# WORK REQUIRED
Would you please copy each line of the data in which the string "positive" occurs?

# ENTRIES SUPPLIED
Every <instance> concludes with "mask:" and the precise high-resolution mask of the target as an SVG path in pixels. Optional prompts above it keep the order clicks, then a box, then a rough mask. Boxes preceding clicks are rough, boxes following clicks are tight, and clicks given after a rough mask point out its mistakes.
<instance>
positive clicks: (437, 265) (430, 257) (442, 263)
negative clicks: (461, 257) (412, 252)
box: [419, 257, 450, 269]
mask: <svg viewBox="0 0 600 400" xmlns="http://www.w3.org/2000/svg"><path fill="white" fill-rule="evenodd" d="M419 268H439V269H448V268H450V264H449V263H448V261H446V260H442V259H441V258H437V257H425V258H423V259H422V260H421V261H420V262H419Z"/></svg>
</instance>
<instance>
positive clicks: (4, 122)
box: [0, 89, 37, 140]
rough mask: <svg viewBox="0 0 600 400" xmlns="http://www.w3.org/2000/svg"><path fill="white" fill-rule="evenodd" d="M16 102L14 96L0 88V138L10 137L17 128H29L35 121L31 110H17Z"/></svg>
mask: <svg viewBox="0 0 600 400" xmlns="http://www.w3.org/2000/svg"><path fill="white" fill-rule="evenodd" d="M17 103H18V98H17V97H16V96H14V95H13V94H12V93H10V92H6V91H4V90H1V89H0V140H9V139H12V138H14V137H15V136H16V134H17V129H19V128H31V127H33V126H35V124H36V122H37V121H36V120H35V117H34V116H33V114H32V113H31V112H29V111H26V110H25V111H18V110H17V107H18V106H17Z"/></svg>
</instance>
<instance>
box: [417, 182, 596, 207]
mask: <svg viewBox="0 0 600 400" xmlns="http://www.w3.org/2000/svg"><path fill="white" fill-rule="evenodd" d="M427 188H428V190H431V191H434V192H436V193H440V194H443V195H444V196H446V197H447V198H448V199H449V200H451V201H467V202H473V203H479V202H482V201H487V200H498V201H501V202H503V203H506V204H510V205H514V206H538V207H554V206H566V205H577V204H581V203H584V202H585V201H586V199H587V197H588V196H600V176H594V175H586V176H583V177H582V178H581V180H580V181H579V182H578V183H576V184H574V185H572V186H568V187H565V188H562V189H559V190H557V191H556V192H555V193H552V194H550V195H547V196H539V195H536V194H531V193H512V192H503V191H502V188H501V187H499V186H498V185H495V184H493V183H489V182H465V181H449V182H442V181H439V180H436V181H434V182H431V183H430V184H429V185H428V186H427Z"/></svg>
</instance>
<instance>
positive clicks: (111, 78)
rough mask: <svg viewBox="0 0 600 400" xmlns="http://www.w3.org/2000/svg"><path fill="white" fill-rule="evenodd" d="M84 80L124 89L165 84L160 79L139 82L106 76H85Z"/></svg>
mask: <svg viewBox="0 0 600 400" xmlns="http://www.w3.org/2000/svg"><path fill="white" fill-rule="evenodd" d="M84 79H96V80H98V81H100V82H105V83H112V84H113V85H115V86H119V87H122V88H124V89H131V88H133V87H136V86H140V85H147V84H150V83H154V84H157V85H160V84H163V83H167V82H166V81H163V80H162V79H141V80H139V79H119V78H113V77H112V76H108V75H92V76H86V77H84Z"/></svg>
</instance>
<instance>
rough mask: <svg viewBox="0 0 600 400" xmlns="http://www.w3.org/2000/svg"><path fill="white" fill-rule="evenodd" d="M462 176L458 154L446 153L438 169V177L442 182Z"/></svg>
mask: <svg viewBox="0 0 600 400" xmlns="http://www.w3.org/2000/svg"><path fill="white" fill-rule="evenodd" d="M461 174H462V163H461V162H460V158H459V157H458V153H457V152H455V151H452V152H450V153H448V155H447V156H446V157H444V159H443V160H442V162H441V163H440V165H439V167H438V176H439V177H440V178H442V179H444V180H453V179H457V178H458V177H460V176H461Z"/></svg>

# RESULT BELOW
positive clicks: (437, 265) (430, 257) (442, 263)
positive clicks: (4, 122)
positive clicks: (111, 78)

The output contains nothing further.